### Goal of the exercise
Answer these from the Shangaan electro passage:
1. What tempo can Shangaan electro reach?
2. Who included a Shangaan track on a 2011 Fabric mix?
3. Who introduced Shangaan electro through a compilation in 2010?

### Source passage
BEGIN

Richard Mthethwa, better known as Nozinja, also known as Dog, is trying to explain the magical feet-moving properties of the genre he single-handedly created nearly 10 years ago. Shangaan electro is the high-speed sound of South Africa’s rural Limpopo region, where dancers gather in the blazing heat to shake for hours to synthesised marimbas and frantic drum fills. The tempo is fast – hitting up to 190 BPM – and still rising, and its creator seems as fascinated by the music’s effect on the dancers as anyone. “This speed is abnormal,” he admits.

Nozinja is in London this week to host dance workshops, performances and a clubnight as part of a tour of cities and festivals around Europe. This his third visit to the UK, and he’s discovering that his audience has bloomed since Honest Jon’s introduced us to Shangaan electro via a definitive compilation back in 2010. The hyperactive sound made its entrance at just the right time, its rapid-fire kineticism finding stylistic cousins in the emergent footwork template and providing an injection of exoticised mania in the sets of DJs like Pearson Sound, who included a Shangaan track on his 2011 Fabric mix. That success was compounded with last year’s Shangaan Shake, a compilation of cannily curated remixes that paired the sound with forward-thinking minds like Actress, Peverelist and, fittingly, footwork innovators DJ Rashad and DJ Spinn.

END

### Records provided
BEGIN

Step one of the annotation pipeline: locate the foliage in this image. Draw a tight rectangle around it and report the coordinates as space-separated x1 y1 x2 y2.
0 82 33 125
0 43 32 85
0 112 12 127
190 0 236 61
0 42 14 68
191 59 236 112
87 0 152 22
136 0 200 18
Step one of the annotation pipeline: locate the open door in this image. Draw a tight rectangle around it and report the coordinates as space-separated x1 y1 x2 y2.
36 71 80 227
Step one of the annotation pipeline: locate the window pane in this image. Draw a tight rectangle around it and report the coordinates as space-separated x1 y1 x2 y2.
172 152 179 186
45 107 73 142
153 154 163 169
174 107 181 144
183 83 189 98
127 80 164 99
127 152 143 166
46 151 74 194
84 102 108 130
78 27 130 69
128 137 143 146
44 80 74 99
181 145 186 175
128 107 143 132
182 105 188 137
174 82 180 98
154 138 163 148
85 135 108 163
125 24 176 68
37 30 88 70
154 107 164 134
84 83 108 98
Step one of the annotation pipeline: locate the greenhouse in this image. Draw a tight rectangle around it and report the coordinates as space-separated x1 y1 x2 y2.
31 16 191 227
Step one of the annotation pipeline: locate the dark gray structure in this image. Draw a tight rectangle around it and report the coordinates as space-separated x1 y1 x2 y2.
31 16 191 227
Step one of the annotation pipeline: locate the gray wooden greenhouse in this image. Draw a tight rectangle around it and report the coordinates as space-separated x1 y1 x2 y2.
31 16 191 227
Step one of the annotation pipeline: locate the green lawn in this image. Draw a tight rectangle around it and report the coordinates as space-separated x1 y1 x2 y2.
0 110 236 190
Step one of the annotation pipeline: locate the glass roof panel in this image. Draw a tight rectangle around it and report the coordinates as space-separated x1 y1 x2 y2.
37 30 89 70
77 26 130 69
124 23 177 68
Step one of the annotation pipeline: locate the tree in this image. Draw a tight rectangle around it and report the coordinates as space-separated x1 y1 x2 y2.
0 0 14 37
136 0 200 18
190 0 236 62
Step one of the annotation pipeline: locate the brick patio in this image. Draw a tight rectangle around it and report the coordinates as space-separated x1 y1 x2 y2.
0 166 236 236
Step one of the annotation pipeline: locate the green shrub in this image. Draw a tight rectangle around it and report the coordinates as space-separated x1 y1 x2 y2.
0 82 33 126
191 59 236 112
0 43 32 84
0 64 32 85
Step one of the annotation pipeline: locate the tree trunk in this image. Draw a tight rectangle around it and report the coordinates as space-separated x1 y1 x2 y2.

END

### Exercise response
1. Up to 190 BPM.
2. Pearson Sound.
3. Honest Jon's.